In the article on toning the total body, how many times does it say to do the entire circuit?

# [PAGE EXTRACT]
%%

Easy Exercises to Tone the Total Body

Toned, sexy muscles make you feel strong and confident, but hours spent at the gym each day can rob you of valuable time at work or with loved ones. You shouldn't have to choose between family and fitness, or between work and workout. Performing compound exercises and high-intensity circuits will tone your entire body and get your heart pumping with a minimal time investment.
  1. Tackle the Total Body

    • For optimal fitness, the American College of Sports Medicine recommends total body compound exercises that incorporate multiple joints and muscle groups in a continuous series of movements. While they will not make your muscles bulge, compound exercises will make you strong, improve your coordination, enhance performance of everyday tasks and sharpen your game in sports. An example of a compound exercise is a squat-thrust combined with a push-up at the down position and an explosive power squat as you return to standing. Or try combining a dumbbell squat with an overhead shoulder press.

    Set Up a Circuit

    • Performing exercises in a continuous circuit with minimal rest between exercises is a great way to tone your entire body in a minimal amount of time. Set up your exercises in an order that alternates between opposing muscle groups so that one is resting while the other is working. Think in terms of fluctuating between muscles that push and muscles that pull. For example, follow push-ups with dumbbell rows, squats with dead-lifts and biceps curls with triceps extensions. Perform exercises one right after the other, allowing minimal time between exercises. Do the entire circuit one to five times.

    Infuse Intensity

    • Get more out of your circuit workout by alternating high intensity intervals with standard exercises. Jumping rope, performing jumping jacks, incorporating dance moves, doing dynamic lunges off a step, and jumping onto and off of a platform are all high intensity options. They will boost your caloric burn, get your heart pumping and build aerobic endurance while giving your legs a dynamic workout. The American College of Sports Medicine recognizes high intensity circuit training, or HICT, as a highly effective way to burn excess body fat.

    Power Up Your Planks

    • Doing yoga planks is a great way to promote core stability and strengthen your spine. But while you're down there, try adding some complementary moves to engage more muscles. In a front plank, challenge your back muscles by doing alternating dumbbell rows. Add alternating leg lifts to engage your gluteals. In a side plank, hold a dumbbell in your free hand and do a fly, wrapping your arm beneath your body and then back to full extension. Or do a "hip dip," lowering your hip to the floor and then returning to your side plank position.

%%

# [RECORDS]
%%

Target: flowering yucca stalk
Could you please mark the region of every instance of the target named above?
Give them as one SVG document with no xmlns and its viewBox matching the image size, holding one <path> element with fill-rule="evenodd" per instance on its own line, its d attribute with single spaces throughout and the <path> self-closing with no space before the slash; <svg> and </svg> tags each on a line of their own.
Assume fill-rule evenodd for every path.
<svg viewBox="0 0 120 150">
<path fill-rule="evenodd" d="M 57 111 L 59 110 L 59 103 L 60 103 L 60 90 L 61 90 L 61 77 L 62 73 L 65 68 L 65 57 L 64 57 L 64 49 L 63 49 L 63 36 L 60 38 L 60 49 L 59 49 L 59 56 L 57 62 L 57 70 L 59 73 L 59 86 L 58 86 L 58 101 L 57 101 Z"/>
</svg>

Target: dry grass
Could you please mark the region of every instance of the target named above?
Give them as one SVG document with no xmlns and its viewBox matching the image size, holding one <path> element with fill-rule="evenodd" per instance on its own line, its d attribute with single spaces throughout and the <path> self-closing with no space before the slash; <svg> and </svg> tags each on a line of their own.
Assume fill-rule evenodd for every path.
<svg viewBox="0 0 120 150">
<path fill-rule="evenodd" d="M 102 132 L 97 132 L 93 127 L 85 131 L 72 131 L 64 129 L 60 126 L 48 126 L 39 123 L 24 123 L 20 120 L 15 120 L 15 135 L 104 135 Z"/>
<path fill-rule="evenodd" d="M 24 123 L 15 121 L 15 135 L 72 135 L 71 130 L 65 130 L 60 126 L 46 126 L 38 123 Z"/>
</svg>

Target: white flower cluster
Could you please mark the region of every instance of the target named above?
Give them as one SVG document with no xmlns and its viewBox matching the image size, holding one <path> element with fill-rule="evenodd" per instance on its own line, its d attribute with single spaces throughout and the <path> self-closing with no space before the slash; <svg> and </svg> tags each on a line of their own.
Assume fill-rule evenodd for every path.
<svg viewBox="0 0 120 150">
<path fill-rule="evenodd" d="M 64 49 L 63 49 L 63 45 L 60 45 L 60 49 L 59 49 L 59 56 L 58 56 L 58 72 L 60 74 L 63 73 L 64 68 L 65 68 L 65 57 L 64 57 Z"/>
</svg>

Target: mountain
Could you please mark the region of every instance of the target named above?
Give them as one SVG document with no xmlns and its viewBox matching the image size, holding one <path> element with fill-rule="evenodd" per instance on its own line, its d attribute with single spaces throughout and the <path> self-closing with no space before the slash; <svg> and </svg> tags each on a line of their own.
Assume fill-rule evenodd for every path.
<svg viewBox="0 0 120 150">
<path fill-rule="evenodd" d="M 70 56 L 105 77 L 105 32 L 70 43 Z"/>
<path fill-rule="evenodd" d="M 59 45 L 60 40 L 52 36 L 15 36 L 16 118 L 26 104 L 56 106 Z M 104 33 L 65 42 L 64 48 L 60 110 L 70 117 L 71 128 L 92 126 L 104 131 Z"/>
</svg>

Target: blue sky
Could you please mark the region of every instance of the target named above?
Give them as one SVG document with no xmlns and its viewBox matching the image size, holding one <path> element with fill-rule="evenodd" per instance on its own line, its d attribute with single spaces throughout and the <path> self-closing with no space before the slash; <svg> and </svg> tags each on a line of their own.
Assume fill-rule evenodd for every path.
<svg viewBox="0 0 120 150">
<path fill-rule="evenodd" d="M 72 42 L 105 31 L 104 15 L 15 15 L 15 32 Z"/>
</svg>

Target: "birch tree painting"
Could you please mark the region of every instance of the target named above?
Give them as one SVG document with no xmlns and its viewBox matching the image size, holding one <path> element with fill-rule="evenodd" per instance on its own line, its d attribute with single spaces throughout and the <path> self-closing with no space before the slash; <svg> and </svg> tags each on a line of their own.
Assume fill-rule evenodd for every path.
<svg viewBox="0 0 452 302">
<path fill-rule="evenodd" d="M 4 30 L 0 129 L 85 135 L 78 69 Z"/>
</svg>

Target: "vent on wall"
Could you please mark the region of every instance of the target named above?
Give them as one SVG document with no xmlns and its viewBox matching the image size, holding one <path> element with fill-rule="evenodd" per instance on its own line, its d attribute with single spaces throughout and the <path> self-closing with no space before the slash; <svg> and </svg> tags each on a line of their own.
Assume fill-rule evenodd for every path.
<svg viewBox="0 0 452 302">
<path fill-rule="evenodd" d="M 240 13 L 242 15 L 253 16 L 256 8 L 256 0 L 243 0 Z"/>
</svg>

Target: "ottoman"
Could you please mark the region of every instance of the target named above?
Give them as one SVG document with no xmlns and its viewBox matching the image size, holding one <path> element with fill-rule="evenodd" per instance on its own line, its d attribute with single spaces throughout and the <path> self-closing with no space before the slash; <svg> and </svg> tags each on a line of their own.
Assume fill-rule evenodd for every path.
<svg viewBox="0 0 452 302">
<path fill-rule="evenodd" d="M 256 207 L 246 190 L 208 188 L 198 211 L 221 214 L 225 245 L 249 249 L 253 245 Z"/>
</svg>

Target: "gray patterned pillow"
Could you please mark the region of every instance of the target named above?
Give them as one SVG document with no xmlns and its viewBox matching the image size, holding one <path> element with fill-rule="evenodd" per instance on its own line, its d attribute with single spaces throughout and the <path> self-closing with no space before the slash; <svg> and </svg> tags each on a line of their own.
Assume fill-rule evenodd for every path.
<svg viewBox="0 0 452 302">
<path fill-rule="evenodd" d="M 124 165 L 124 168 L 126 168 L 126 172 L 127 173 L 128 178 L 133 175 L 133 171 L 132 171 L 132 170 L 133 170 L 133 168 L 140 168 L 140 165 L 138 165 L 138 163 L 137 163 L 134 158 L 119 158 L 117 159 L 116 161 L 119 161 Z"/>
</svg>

%%

# [SOLUTION TO THIS EXERCISE]
One to five times.